━━━ Records supplied

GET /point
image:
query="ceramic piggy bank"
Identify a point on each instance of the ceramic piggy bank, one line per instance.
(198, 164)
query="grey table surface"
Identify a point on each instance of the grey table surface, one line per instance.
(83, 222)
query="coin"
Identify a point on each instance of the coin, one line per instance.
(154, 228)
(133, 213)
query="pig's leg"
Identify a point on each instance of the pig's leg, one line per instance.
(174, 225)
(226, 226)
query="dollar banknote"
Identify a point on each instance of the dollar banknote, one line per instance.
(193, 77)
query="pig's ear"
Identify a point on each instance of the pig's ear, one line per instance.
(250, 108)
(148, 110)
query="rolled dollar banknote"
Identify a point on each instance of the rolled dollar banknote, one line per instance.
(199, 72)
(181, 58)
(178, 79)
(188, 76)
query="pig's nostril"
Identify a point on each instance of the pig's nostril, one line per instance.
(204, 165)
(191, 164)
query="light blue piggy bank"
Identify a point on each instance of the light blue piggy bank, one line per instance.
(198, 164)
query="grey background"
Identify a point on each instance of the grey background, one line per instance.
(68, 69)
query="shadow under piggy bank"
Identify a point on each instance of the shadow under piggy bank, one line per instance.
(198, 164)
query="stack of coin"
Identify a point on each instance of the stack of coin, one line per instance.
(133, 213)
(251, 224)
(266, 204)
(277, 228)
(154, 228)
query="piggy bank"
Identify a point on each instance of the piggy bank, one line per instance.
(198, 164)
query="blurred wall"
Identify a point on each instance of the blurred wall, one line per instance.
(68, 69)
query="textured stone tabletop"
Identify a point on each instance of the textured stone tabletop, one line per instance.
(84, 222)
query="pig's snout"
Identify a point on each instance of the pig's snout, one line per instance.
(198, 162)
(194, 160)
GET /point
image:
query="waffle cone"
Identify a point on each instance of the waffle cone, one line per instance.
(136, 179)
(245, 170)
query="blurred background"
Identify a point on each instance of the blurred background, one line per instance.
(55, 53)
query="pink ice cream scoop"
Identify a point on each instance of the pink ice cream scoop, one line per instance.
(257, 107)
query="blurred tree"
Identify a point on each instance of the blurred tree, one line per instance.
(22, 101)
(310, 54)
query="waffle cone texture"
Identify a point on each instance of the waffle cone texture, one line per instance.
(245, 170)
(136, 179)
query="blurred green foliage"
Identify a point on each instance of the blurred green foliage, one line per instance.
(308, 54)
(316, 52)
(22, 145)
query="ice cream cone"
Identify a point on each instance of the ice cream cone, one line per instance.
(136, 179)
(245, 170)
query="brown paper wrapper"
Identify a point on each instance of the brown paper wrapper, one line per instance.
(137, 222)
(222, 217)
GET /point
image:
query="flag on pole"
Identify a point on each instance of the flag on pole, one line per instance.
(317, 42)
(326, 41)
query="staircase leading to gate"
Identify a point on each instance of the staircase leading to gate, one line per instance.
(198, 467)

━━━━━━

Count the lines in the material above that contain the string "gate", treating uppercase and lowercase as different. Reply with the number only.

_Solution below_
2